**THE REQUEST:** Can you write out the whole listing exactly?

(Records from a data source)

* Begin *

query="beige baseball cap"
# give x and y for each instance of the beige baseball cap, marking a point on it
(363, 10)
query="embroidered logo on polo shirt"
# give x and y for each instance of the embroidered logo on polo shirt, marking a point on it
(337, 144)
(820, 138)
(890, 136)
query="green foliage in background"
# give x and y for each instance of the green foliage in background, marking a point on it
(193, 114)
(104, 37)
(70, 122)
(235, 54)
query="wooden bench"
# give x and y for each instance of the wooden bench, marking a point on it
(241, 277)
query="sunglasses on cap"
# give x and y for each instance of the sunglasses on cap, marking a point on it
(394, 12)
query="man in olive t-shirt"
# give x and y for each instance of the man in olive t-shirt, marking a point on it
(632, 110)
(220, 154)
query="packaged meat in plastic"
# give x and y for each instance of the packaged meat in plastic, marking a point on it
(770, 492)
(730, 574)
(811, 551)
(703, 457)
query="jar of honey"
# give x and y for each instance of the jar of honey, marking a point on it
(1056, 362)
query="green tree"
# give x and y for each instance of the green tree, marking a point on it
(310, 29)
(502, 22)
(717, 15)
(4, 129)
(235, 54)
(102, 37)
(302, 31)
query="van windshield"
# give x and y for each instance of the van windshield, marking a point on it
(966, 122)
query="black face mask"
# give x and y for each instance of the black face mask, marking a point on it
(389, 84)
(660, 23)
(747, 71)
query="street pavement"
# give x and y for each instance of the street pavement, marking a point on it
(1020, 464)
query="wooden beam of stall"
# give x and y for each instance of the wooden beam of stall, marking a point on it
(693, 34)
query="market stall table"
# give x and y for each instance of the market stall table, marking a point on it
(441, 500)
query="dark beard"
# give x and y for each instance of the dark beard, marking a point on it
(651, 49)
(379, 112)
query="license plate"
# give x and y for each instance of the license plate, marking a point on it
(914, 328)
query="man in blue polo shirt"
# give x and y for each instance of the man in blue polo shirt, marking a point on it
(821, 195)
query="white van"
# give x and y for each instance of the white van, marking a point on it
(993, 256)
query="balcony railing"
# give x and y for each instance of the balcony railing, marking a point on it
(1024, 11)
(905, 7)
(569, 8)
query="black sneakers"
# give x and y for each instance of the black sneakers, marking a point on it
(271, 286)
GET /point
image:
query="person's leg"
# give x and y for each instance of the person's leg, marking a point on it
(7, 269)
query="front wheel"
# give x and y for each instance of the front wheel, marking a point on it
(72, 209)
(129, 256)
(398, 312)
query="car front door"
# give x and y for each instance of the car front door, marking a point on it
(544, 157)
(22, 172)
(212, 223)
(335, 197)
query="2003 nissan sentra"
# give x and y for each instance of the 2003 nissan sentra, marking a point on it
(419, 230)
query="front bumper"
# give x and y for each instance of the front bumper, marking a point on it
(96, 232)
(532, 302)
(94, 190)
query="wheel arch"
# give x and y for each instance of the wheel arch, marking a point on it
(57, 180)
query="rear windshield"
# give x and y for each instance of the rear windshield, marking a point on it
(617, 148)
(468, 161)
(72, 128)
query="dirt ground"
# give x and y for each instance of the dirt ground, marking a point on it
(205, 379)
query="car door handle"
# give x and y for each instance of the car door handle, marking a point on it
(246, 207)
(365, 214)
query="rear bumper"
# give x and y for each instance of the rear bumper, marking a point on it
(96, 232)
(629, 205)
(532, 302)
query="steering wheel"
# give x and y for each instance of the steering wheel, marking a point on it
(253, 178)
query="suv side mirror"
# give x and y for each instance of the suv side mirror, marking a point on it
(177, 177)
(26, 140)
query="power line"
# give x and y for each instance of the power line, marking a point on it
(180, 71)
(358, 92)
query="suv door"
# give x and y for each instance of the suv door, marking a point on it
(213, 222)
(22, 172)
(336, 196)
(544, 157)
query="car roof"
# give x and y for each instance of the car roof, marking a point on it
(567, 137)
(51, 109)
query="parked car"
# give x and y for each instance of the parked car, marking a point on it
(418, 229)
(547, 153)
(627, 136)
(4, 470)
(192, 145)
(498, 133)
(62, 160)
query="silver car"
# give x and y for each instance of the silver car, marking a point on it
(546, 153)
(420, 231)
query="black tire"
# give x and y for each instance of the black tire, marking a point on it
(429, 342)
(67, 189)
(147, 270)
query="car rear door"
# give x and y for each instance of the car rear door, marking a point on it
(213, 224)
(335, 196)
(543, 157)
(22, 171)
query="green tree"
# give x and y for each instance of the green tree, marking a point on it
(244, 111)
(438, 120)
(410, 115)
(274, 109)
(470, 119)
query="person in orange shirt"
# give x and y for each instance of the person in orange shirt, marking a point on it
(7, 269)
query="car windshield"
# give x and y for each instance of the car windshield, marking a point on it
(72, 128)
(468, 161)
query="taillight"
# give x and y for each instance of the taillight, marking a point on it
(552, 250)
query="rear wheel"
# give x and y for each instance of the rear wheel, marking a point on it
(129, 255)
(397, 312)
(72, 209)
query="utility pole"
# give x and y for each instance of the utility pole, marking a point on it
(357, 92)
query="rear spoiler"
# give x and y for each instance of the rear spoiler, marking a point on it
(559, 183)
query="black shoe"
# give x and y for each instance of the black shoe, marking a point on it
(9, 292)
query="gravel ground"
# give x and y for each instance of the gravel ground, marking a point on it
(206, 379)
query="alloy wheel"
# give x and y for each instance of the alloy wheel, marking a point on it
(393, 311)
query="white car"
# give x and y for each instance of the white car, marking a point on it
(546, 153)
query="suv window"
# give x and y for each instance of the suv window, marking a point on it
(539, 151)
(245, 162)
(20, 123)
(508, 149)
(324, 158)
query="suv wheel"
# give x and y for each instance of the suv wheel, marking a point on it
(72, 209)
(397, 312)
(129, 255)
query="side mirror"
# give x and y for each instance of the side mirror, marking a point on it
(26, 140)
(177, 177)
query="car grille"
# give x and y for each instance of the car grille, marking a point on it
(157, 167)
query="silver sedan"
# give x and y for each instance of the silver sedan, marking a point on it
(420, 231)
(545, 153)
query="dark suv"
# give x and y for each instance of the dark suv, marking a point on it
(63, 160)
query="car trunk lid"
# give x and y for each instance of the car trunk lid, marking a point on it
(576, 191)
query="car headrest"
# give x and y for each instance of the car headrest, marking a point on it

* End *

**WRITTEN SOLUTION:**
query="beige baseball cap"
# give x and y for each instance of the beige baseball cap, marking a point on it
(363, 10)
query="embroidered logo on polo shirt"
# give x and y for each instance of the embroidered logo on polo shirt, marking a point on it
(337, 144)
(820, 138)
(890, 136)
query="green foliage in background"
# give x and y for each instance of the green foliage in background, marking a point on it
(193, 114)
(104, 37)
(70, 122)
(235, 54)
query="wooden bench"
# give x and y for each instance of the wooden bench, marking a point on it
(241, 277)
query="sunglasses on cap"
# give x and y for each instance of the sunglasses on cap, marking a point on it
(394, 12)
query="man in olive t-shirt"
# give x and y for each instance of the man in olive t-shirt, marking a point on it
(632, 110)
(220, 154)
query="packaged meat in plastic"
# give x and y for each instance of the packaged meat in plastic, marking a point on it
(770, 492)
(730, 574)
(811, 551)
(703, 457)
query="jar of honey"
# give x and y for each instance of the jar of honey, marking a point on it
(1056, 362)
query="green tree"
# give x and y for each instance of the green tree, marking a point on it
(310, 29)
(502, 22)
(717, 15)
(4, 129)
(235, 54)
(102, 37)
(302, 31)
query="van windshield"
# give x and y for each instance of the van windshield, marking a point on it
(966, 122)
query="black face mask"
# give x and y for each instance of the black face mask, marking a point on it
(389, 84)
(660, 23)
(747, 71)
query="street pavement"
# give x and y for each instance of the street pavement, marking a point on it
(1020, 464)
query="wooden beam of stall"
# give x and y for each instance of the wooden beam of stall, marking a point on it
(693, 34)
query="market stall table"
# give x and y for each instance of the market stall table, marking a point on it
(441, 500)
query="dark beard"
# give x and y for each instance of the dark beard, marking a point on it
(651, 49)
(379, 112)
query="license plate"
# give x and y for each instance of the license plate, marking a point on it
(914, 328)
query="man in blue polo shirt"
# give x and y for each instance of the man in blue polo shirt, marking a point on it
(821, 195)
query="white van"
# give x and y for each instance of the white van, marking a point on it
(993, 256)
query="balcony railing"
# give x and y for each instance of the balcony railing, marking a point on it
(1024, 11)
(905, 7)
(569, 8)
query="black sneakers"
# give x and y for each instance of the black sneakers, marking a point on it
(271, 286)
GET /point
image:
query="person's leg"
# give x and y for each instance of the person's leg, marking a point on it
(7, 269)
query="front wheel"
# give x and y for each instance of the front wheel, marking a point on it
(72, 209)
(129, 256)
(398, 312)
query="car front door"
# give x and y for each instance of the car front door, marking a point on it
(544, 157)
(22, 172)
(212, 223)
(335, 197)
query="2003 nissan sentra"
# give x and y for each instance of the 2003 nissan sentra, marking a point on it
(419, 230)
query="front bumper"
# give x and y for each instance of the front bumper, marking a point on it
(96, 232)
(532, 302)
(94, 190)
query="wheel arch"
# give x and y for each instance of the wheel arch, marking a point on it
(57, 180)
query="rear windshield"
# give x and y for each instance of the rear windshield, marking a point on it
(617, 148)
(468, 161)
(72, 128)
query="dirt ground"
# give x and y for each instance of the dirt ground, marking a point on it
(205, 379)
query="car door handle"
# give x and y for each instance of the car door handle, marking a point on it
(246, 207)
(365, 214)
query="rear bumper"
# give x and y for each instance of the rear bumper, marking a point on it
(96, 232)
(629, 205)
(532, 302)
query="steering wheel"
# give x and y for each instance of the steering wheel, marking a point on it
(253, 178)
query="suv side mirror"
# give x and y for each instance of the suv side mirror, marking a point on it
(177, 177)
(26, 140)
query="power line"
# give x and y for each instance of the power line, marking a point on it
(180, 71)
(358, 92)
query="suv door"
# give x and y for each instance of the suv door, marking a point on it
(213, 222)
(22, 172)
(336, 196)
(544, 157)
query="car roof"
# give x and y for each instance of the car roof, marking a point on it
(567, 137)
(51, 109)
query="parked car"
# give x and y for each instance of the parked car, marking a point on it
(418, 229)
(547, 153)
(627, 136)
(4, 470)
(192, 145)
(498, 133)
(62, 160)
query="silver car"
# give x and y for each instance of the silver car, marking a point on it
(546, 153)
(420, 231)
query="black tire"
# give x and y for each instance of the black tire, marking a point on it
(429, 342)
(67, 189)
(147, 270)
query="car rear door"
# give x and y for each instance of the car rear door, marking a point on it
(213, 224)
(335, 196)
(543, 157)
(22, 171)
query="green tree"
# give x and y for each instance of the green tree, marking a point on it
(244, 111)
(438, 120)
(410, 115)
(274, 109)
(470, 119)
query="person in orange shirt"
# give x and y for each instance of the person in orange shirt, marking a point on it
(7, 269)
query="car windshield"
# give x and y for each instance of the car windshield, marking a point on it
(72, 128)
(468, 161)
query="taillight"
# give x and y for each instance of the taillight, marking a point on it
(552, 250)
query="rear wheel"
# give x and y for each instance of the rear wheel, marking a point on it
(129, 255)
(397, 312)
(72, 209)
query="utility pole"
# give x and y for each instance of the utility pole, marking a point on it
(357, 92)
query="rear spoiler"
# give x and y for each instance of the rear spoiler, marking a point on it
(559, 183)
query="black shoe"
# give x and y for each instance of the black shoe, marking a point on it
(9, 292)
query="gravel ground"
# give x and y for each instance of the gravel ground, marking a point on it
(206, 379)
query="alloy wheel"
# give x and y for each instance of the alloy wheel, marking a point on it
(393, 311)
query="white car"
# give x and y for each instance of the white car, marking a point on it
(546, 153)
query="suv window"
# give x and y for each instance of the suv window, marking a point on it
(539, 151)
(245, 162)
(20, 123)
(508, 149)
(324, 158)
query="suv wheel"
# give x and y for each instance of the suv wheel, marking a point on it
(72, 209)
(397, 312)
(129, 255)
query="side mirror"
# give x and y for each instance of the side mirror, marking a point on it
(26, 140)
(177, 177)
query="car grille"
# give x and y for each instance of the car grille, marking a point on it
(157, 167)
query="silver sedan"
# give x and y for each instance of the silver sedan, marking a point on it
(420, 231)
(545, 153)
query="dark suv"
# give x and y for each instance of the dark suv, marking a point on it
(63, 160)
query="car trunk lid"
# give x and y for each instance of the car trunk lid, marking a point on it
(576, 191)
query="car headrest"
# give x and y for each instance of the car headrest, marking a point on it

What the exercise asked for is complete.